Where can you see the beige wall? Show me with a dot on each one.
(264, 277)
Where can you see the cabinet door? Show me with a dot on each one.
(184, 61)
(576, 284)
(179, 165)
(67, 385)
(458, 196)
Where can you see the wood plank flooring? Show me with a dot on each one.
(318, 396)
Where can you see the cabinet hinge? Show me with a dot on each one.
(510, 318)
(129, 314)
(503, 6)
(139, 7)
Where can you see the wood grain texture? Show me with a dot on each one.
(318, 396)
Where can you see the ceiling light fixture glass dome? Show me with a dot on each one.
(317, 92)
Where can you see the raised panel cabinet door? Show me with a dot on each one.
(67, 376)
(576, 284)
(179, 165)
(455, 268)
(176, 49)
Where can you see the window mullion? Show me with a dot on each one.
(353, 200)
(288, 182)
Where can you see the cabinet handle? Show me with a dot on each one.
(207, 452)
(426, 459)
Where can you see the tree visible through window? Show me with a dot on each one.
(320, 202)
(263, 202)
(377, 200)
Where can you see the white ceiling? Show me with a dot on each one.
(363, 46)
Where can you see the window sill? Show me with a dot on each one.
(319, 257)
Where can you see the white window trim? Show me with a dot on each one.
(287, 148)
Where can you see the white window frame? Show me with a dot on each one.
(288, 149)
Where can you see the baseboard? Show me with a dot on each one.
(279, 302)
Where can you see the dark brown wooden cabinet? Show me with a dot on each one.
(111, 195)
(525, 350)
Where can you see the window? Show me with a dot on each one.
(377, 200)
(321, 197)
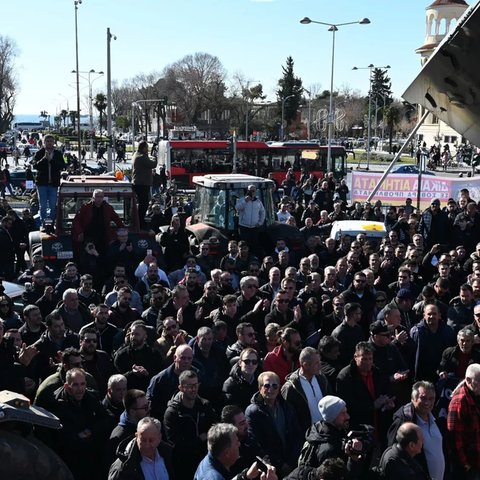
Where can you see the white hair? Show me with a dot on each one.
(147, 421)
(114, 379)
(67, 291)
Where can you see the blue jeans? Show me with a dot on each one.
(47, 194)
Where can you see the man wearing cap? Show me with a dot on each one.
(252, 216)
(312, 212)
(385, 355)
(433, 224)
(327, 438)
(419, 411)
(365, 391)
(404, 302)
(398, 462)
(432, 337)
(309, 229)
(404, 283)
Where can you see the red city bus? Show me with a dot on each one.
(185, 159)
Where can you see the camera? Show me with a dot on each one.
(364, 435)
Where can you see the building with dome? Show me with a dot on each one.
(441, 18)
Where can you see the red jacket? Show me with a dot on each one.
(82, 218)
(276, 362)
(463, 424)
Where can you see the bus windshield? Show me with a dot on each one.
(216, 207)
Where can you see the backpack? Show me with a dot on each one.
(296, 193)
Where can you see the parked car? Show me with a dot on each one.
(5, 146)
(19, 181)
(14, 291)
(410, 169)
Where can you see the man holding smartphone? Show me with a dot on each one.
(251, 217)
(49, 163)
(223, 452)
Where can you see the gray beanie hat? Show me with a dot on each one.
(330, 407)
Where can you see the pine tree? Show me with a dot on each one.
(381, 90)
(289, 85)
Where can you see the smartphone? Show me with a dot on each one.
(262, 465)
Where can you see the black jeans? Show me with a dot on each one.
(143, 196)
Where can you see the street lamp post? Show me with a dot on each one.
(79, 133)
(283, 115)
(109, 99)
(90, 102)
(332, 28)
(246, 114)
(309, 112)
(369, 148)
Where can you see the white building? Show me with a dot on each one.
(441, 17)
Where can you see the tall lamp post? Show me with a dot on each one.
(369, 148)
(309, 111)
(109, 99)
(90, 102)
(246, 115)
(283, 115)
(332, 28)
(79, 133)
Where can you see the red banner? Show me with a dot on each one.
(396, 188)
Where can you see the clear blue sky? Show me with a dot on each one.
(251, 36)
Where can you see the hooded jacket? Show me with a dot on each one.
(214, 370)
(276, 362)
(354, 391)
(429, 353)
(324, 441)
(162, 388)
(82, 310)
(293, 393)
(183, 427)
(127, 466)
(399, 465)
(77, 417)
(236, 390)
(125, 429)
(459, 315)
(63, 284)
(403, 415)
(262, 427)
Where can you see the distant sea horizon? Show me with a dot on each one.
(26, 117)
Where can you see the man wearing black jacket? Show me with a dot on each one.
(329, 349)
(137, 360)
(398, 462)
(187, 421)
(136, 407)
(49, 164)
(419, 411)
(305, 387)
(249, 447)
(165, 384)
(86, 426)
(145, 449)
(365, 390)
(326, 438)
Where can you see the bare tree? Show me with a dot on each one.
(8, 81)
(196, 83)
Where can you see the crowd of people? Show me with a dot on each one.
(344, 359)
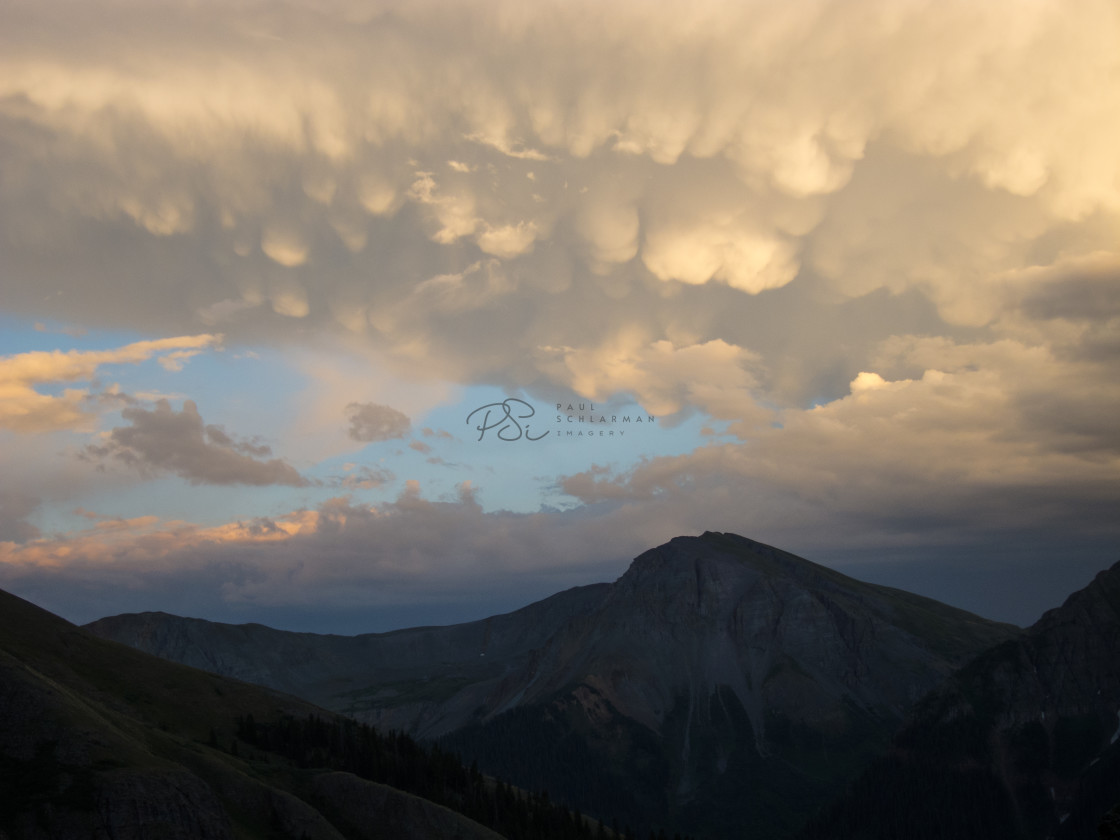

**Required action:** What's needed is a word-for-word retyping of the listing, minus its pictures.

**Answer to the problem:**
Where can you see the beige wall? Show me with a dot on each one.
(264, 277)
Where can you see the cabinet door? Show me with a dot on each one.
(184, 61)
(576, 284)
(179, 165)
(67, 385)
(458, 196)
Where can you see the wood plank flooring? Show me with a dot on each one.
(318, 396)
Where can you see the cabinet hinge? Show me with a dot on each one.
(510, 318)
(129, 314)
(503, 6)
(139, 7)
Where can you see the wood grain texture? Show me with a dot on each one.
(318, 396)
Where can you see the ceiling light fixture glass dome? Show me with a dot on each one.
(317, 92)
Where can you see the raised panel cabinet door? Show me with a dot on each one.
(67, 376)
(576, 284)
(179, 165)
(455, 268)
(176, 49)
Where can you see the window mullion? Show me with a dot on each one.
(353, 200)
(288, 182)
Where can you see the cabinet handle? Show me with a dot on each one.
(207, 452)
(426, 459)
Where can you see the tree visible through window? Show me with a dot on each one.
(320, 202)
(263, 202)
(377, 200)
Where can you see the white ceiling? Show me with a dot on each one.
(363, 46)
Where can you see the window sill? Show me with a dot on each one.
(319, 257)
Where can you see the white window trim? Show me with a dot on each one.
(287, 148)
Where can you see the white window frame? Show me with a dot on each one.
(288, 149)
Where can you see the baseboard? Show me with a dot on each one.
(279, 302)
Where can you see the dark brown wooden cabinet? Show me with a dot on each one.
(111, 195)
(525, 350)
Where can you see the window? Show me with a dot on each one.
(377, 200)
(321, 197)
Where can you see the white hair? Show me with a dot on each one.
(147, 421)
(114, 379)
(67, 291)
Where can you see the blue jeans? Show me with a dot on each one.
(47, 194)
Where can you see the man wearing cap? Show me with a dot on each one.
(252, 216)
(312, 212)
(385, 355)
(433, 224)
(327, 438)
(419, 411)
(365, 391)
(404, 302)
(398, 462)
(432, 337)
(309, 229)
(404, 283)
Where can you see the red city bus? Show me with a dot on each one.
(185, 159)
Where can you see the camera? Show me with a dot on each one.
(364, 435)
Where can you see the building with dome? Show me with a dot on each one.
(441, 18)
Where can you see the red jacket? Show me with a dot on each one.
(82, 218)
(276, 362)
(463, 424)
Where can you see the bus windshield? Show me with a dot on each one.
(216, 207)
Where can you see the backpack? Show me with a dot on each one.
(296, 193)
Where can you see the parked car? Show me with a dot on each one.
(5, 146)
(19, 181)
(14, 291)
(410, 169)
Where can you see the man holding smartphone? Show me with a dot on each one.
(251, 217)
(49, 163)
(223, 452)
Where can you see the gray beanie hat? Show me with a dot on each one.
(330, 407)
Where can you see the pine tree? Show me with a dot on each one.
(381, 90)
(289, 85)
Where can you see the smartphone? Show me with a dot on each one.
(262, 465)
Where can you see the black jeans? Show me with a dot on each one.
(143, 196)
Where can you see the street lamp post? Show me with a dot on each one.
(79, 133)
(283, 115)
(109, 99)
(90, 102)
(332, 28)
(246, 114)
(309, 112)
(369, 148)
Where can you see the white building? Show me with a dot on each one.
(441, 17)
Where can you see the tall lamp post? Show me with a dot on each one.
(369, 148)
(309, 111)
(109, 99)
(90, 102)
(246, 115)
(283, 115)
(332, 28)
(79, 133)
Where can you see the red banner? Show me with a dot on each one.
(396, 188)
Where can you see the clear blue sky? Show me with a dot on each one.
(251, 36)
Where can you see the hooded jacket? Show me with a dot on each one.
(214, 370)
(276, 362)
(354, 391)
(429, 353)
(324, 441)
(162, 388)
(82, 310)
(293, 393)
(183, 427)
(127, 466)
(399, 465)
(77, 417)
(236, 390)
(125, 429)
(459, 315)
(63, 284)
(403, 415)
(262, 427)
Where can you see the distant sea horizon? Show me with a dot on each one.
(26, 117)
Where can you see the man wearing black jacket? Show me with a dot on each one.
(329, 349)
(137, 360)
(398, 462)
(187, 421)
(136, 407)
(49, 164)
(419, 411)
(305, 387)
(249, 447)
(165, 384)
(86, 426)
(145, 449)
(365, 390)
(326, 438)
Where can you see the bare tree? Show me with a dot on each one.
(8, 81)
(196, 83)
Where can you see the crowd of people? Show me with a dot on each one.
(344, 359)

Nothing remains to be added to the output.